## Document passage:

A Japanese man left scarred for life when he allegedly tried to burn down an animation studio in Kyoto, killing 36 people, has been charged with murder and arson by prosecutors.

Authorities have accused Shinji Aoba, 42, of setting fire to a famed anime studio in July 2019 known for its “slice of life” television shows and movies.

Thirty-three people died on the scene of the Kyoto Animation blaze, many as they attempted to escape onto the roof. Three others died later of burns; another 33 were injured.

Many of the victims died of carbon monoxide poisoning after failing to escape, fire officials said.

Prosecutors in Kyoto said Aoba has been charged with five crimes including murder, attempted murder and arson.

Japanese public broadcaster NHK reported that doctors who had carried out a psychological evaluation for Aoba, who has a history of mental illness, found that he could be held criminally responsible.

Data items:

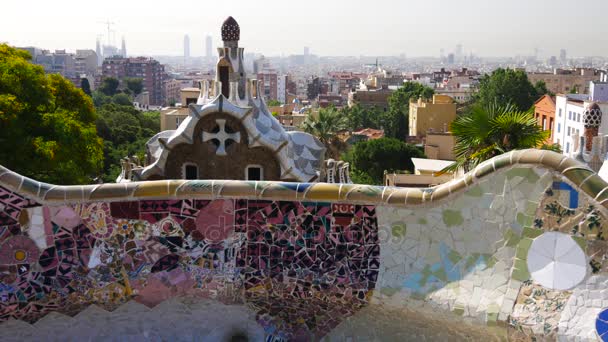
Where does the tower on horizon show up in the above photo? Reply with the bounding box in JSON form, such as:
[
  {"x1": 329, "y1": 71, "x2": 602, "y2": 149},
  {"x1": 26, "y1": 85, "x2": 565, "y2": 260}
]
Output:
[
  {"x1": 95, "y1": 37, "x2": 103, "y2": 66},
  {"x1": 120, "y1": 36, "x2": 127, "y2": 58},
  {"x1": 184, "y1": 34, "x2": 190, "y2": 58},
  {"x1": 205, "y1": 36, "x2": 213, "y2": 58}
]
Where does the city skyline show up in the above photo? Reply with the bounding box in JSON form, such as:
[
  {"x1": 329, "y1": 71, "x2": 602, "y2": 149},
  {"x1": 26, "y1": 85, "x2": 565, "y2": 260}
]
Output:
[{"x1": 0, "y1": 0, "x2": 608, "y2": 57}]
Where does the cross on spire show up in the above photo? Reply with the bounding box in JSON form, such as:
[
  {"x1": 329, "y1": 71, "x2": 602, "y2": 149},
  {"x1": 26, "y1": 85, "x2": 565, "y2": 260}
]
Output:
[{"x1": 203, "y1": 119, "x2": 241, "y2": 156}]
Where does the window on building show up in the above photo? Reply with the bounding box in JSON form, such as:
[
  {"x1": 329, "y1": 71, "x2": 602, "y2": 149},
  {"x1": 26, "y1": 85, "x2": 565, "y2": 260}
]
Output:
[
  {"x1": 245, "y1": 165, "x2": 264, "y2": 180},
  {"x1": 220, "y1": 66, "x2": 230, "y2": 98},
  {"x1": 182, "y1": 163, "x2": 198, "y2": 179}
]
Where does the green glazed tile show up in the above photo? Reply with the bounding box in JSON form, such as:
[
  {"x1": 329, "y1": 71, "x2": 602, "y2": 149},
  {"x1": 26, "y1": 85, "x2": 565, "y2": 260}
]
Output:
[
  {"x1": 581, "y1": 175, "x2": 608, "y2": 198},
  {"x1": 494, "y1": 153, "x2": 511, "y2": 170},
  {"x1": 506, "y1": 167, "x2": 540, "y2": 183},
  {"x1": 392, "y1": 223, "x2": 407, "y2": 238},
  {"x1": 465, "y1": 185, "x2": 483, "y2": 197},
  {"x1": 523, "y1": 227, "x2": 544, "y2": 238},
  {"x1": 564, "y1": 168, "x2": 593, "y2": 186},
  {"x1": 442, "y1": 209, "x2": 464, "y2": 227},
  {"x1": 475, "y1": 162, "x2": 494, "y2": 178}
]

* * *

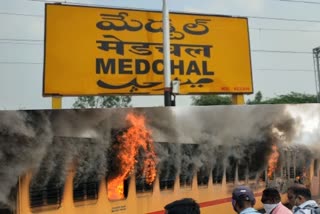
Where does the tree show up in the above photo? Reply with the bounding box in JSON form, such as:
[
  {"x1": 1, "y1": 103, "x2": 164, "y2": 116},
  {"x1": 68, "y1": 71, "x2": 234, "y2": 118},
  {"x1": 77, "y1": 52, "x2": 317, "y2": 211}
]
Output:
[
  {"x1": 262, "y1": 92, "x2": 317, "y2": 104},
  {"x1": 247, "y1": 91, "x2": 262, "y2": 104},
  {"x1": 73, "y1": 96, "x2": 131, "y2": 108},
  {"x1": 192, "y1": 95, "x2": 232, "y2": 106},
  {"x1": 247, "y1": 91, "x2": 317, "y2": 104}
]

...

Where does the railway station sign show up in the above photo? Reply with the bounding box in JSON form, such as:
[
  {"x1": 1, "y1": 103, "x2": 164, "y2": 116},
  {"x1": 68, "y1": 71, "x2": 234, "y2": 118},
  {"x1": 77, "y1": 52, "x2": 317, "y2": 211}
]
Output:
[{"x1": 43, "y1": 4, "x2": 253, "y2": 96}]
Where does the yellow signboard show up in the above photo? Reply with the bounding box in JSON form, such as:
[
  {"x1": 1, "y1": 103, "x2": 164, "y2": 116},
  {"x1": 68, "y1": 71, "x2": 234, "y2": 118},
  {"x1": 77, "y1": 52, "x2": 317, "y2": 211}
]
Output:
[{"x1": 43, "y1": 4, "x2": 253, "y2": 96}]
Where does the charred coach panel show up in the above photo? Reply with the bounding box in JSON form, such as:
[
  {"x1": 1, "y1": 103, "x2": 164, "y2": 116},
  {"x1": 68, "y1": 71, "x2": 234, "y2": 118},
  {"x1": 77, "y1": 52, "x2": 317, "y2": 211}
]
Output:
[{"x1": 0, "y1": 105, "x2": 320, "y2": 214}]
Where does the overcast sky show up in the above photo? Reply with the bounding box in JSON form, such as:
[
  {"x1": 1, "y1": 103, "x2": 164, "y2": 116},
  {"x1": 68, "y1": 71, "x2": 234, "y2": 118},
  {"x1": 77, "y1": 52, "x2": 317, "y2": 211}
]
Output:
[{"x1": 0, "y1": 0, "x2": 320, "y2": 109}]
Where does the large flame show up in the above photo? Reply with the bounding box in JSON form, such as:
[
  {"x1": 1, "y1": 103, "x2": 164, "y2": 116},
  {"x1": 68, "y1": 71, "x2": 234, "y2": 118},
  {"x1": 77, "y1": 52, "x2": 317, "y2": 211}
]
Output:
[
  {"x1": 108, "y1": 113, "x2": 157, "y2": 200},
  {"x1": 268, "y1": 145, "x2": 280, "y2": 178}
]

## Exercise prompt:
Summarize the Kyoto Animation arson report in two sentences.

## Answer space:
Prosecutors in Kyoto have charged Shinji Aoba, 42, with five crimes, including murder, attempted murder and arson, over the July 2019 fire at the Kyoto Animation studio that killed 36 people and injured another 33. NHK reported that doctors who carried out a psychological evaluation of Aoba, who has a history of mental illness, found that he could be held criminally responsible.